Diário de Notícias
18/12/1999
Líder do movimento Europe et Laïcité alerta: interdições de carácter religioso não podem influenciar a legislação comunitária
Licínio Lima
Direito à diferença, sim, mas sem diferença de direitos: esta é a posição assumida pelo presidente do movimento Europe et Laicité. "A lei tem de ser igual para todos. Não é possível constituir-se um sistema relativo a cada religião", afirma Étienne Pion, defensor do humanismo laico na Europa. Objectivo do laicismo é separar as crenças dos poderes públicos.
Tem andado pela Europa a falar de laicidade. O que defende, concretamente?
A nossa proposta, exposta já na Carta Europeia da Laicidade, que o movimento Europe et Laicité tem divulgado, assenta no seguinte princípio: as interdições de carácter religioso não poderão ser tomadas em conta pela legislação comunitária.
O objectivo é institucionalizar a laicidade?
Pretendemos que não existam, por um lado, sociedades laicas e, por outro, sociedades religiosas. Aliás, estas, para nós, não existem. O que existe é toda uma comunidade laica que assegura aos cidadãos os mesmos direitos e deveres, independentemente da opção individual no quadro de uma religião ou ideologia.
Essa ideia foi reivindicada em 1789, aquando da Revolução Francesa. A secularização que entretanto foi sendo assumida pelos Estados e pelas Igrejas não institucionalizou já a laicidade?
Na Europa actual, subjacente a todos os conflitos graves, continua a existir o confronto inter-religioso. Na Irlanda, os anglicanos não se dão bem com os católicos. Quanto aos Balcãs, nem vale a pena adiantar pormenores... Toda a gente sabe que o confronto entre nações é a exteriorização do confronto entre religiões. O que nós propomos é uma modalidade de coexistência pacífica que assegure a harmonia e a paz civil.

**Tarefas a realizar**
**A.** Na entrevista sobre laicidade, em que documento está exposta a proposta do movimento Europe et Laïcité?
**B.** Reproduza da entrevista o trecho que começa nas palavras "Tem andado pela" e termina depois de "religião ou ideologia.".
As entradas vêm de uma fonte diferente da entrevista.

**Conjunto de entradas**

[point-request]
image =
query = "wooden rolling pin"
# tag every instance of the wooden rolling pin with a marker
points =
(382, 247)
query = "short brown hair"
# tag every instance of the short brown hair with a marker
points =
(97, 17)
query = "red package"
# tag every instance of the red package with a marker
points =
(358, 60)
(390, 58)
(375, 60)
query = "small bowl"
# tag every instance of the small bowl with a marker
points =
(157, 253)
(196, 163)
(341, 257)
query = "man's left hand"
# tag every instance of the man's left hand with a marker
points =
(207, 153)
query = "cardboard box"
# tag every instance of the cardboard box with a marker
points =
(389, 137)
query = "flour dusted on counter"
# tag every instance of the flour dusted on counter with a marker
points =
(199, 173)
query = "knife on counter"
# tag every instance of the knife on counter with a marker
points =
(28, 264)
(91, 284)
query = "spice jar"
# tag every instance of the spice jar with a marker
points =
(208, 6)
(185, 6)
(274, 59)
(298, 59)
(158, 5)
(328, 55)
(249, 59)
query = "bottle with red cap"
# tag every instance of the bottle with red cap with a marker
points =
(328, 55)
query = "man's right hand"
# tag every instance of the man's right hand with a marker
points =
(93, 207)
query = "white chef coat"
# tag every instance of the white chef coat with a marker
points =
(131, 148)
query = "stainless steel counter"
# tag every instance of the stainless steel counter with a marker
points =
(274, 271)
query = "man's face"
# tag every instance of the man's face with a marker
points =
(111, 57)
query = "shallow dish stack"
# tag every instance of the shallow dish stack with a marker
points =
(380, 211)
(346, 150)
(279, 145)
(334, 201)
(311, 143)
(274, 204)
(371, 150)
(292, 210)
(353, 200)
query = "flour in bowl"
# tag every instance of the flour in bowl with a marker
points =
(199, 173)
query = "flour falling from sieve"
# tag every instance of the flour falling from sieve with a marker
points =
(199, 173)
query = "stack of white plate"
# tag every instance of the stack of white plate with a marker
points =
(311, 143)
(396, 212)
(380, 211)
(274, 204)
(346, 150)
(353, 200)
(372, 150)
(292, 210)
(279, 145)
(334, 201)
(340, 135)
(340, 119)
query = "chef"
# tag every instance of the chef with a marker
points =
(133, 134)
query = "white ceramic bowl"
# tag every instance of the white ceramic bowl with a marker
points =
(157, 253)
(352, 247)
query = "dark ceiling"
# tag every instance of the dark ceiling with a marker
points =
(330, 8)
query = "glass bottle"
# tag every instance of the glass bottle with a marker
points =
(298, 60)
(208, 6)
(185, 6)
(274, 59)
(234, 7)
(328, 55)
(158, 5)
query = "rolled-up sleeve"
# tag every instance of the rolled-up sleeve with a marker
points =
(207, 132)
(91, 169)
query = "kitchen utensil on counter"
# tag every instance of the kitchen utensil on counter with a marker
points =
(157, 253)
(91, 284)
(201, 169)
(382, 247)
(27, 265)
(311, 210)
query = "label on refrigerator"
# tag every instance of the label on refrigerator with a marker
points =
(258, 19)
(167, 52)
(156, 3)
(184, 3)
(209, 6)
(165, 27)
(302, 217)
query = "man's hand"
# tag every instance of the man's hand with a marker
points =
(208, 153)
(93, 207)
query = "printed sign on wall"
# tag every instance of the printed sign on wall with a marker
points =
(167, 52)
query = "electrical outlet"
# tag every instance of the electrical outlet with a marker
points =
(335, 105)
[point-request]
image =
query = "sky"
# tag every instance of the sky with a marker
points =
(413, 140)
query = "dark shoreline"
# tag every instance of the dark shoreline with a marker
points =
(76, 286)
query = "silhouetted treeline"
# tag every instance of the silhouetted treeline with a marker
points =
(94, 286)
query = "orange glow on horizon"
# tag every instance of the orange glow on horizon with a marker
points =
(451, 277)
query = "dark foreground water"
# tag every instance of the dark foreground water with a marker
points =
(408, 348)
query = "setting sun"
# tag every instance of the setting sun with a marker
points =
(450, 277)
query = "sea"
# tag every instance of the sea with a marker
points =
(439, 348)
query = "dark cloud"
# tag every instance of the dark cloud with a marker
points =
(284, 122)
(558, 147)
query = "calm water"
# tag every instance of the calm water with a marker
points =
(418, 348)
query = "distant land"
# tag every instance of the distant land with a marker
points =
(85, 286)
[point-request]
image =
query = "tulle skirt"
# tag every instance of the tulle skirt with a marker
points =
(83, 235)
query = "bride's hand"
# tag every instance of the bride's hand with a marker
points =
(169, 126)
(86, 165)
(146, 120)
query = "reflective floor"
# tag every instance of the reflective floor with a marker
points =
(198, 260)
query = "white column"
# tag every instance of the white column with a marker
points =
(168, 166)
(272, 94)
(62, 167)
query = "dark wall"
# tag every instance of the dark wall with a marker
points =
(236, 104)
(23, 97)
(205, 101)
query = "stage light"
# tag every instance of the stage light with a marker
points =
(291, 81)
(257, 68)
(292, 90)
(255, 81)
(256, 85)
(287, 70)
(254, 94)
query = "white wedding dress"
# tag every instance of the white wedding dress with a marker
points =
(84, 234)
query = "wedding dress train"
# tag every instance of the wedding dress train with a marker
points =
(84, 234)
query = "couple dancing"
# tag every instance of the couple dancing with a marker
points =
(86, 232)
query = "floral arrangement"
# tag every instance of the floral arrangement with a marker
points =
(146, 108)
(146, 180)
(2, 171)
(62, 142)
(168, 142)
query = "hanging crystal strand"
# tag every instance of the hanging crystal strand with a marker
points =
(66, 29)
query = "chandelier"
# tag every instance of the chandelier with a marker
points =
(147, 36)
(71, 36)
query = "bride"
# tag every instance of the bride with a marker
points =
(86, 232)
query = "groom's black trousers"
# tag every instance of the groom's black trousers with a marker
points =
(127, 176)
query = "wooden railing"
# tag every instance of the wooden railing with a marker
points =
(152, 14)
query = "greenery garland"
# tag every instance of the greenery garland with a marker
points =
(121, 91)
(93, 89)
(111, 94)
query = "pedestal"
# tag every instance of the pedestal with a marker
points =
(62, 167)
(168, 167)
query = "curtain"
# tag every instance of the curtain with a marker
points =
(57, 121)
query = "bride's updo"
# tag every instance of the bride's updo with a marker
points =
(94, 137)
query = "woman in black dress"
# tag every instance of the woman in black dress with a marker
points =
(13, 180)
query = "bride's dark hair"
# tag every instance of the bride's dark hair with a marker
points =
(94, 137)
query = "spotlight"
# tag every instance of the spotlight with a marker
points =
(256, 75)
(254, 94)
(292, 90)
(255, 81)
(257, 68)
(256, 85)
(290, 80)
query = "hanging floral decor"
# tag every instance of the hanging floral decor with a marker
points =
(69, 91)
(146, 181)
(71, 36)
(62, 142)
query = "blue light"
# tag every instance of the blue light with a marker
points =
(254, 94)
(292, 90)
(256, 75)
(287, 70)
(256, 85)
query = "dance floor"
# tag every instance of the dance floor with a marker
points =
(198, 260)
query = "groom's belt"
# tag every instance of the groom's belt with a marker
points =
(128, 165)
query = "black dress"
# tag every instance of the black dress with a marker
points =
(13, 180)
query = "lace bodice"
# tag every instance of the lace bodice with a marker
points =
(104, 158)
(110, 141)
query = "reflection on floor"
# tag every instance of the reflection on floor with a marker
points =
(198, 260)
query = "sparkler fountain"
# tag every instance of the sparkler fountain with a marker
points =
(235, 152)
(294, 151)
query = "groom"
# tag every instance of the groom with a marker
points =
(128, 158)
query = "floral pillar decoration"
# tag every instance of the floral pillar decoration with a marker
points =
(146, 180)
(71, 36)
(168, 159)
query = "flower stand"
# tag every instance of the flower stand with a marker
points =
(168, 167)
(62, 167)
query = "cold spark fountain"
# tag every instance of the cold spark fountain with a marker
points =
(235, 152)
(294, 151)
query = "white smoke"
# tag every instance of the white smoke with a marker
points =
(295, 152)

==

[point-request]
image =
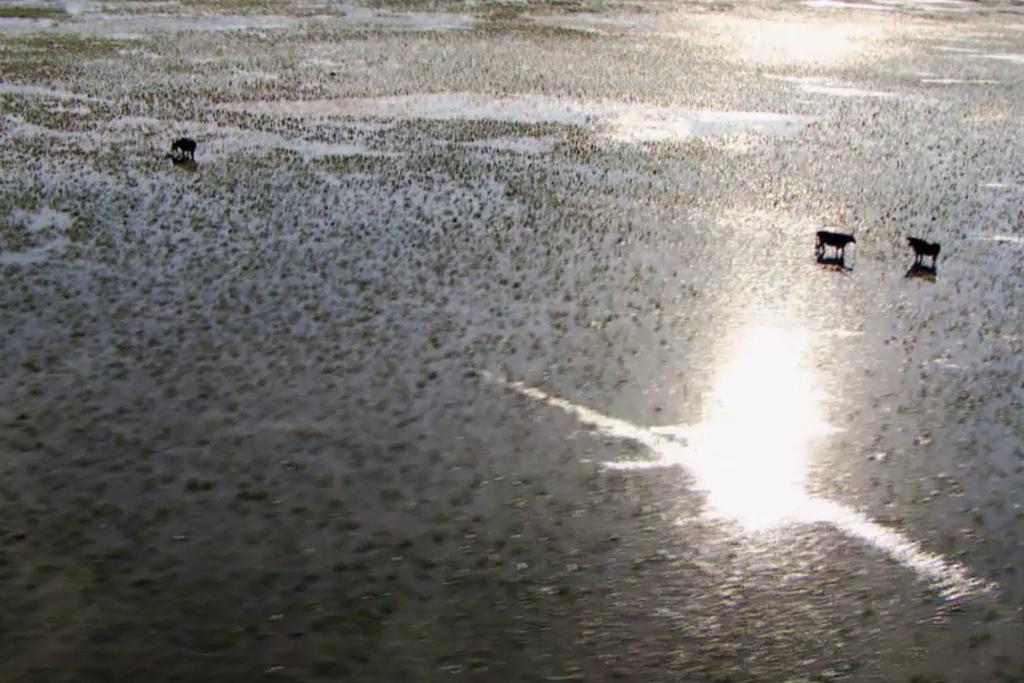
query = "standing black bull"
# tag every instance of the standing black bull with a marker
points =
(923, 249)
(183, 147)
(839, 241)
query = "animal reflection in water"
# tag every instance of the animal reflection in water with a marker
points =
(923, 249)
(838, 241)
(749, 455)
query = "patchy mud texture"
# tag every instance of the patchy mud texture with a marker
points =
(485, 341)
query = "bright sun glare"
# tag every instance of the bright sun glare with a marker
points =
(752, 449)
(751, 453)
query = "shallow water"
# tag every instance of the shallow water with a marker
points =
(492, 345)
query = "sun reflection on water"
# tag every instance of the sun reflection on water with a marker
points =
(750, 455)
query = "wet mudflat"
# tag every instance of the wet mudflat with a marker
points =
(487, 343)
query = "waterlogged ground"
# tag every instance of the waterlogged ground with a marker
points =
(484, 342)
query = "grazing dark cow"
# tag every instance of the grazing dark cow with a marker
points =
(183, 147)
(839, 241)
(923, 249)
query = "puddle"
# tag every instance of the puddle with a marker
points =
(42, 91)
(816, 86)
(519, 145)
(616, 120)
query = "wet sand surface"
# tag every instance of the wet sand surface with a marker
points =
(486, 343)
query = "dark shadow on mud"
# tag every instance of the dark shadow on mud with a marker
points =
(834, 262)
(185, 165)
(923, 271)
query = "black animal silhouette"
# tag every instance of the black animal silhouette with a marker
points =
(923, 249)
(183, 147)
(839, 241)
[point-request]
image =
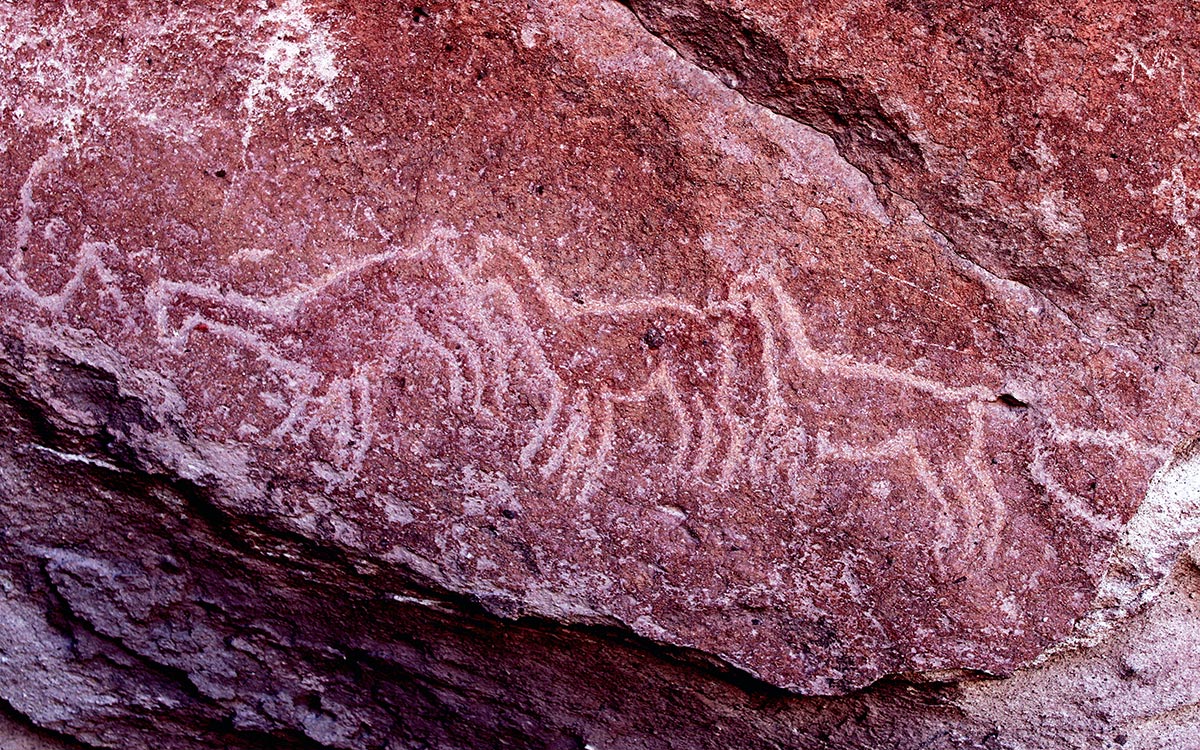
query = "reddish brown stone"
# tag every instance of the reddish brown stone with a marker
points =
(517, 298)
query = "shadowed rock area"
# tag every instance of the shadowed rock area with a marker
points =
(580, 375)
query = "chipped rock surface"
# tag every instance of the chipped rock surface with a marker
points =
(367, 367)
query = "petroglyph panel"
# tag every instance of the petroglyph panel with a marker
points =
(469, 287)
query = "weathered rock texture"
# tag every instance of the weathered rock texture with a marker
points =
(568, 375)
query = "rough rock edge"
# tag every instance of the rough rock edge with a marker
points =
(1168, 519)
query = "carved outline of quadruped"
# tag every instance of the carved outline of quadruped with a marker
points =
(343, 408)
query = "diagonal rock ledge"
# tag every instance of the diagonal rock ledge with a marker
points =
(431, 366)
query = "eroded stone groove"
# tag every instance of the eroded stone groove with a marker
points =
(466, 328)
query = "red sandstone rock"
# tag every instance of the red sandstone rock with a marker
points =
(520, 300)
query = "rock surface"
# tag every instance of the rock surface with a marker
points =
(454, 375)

**Resultados**
**A.** Na Carta Europeia da Laicidade.

**B.**
Tem andado pela Europa a falar de laicidade. O que defende, concretamente?
A nossa proposta, exposta já na Carta Europeia da Laicidade, que o movimento Europe et Laicité tem divulgado, assenta no seguinte princípio: as interdições de carácter religioso não poderão ser tomadas em conta pela legislação comunitária.
O objectivo é institucionalizar a laicidade?
Pretendemos que não existam, por um lado, sociedades laicas e, por outro, sociedades religiosas. Aliás, estas, para nós, não existem. O que existe é toda uma comunidade laica que assegura aos cidadãos os mesmos direitos e deveres, independentemente da opção individual no quadro de uma religião ou ideologia.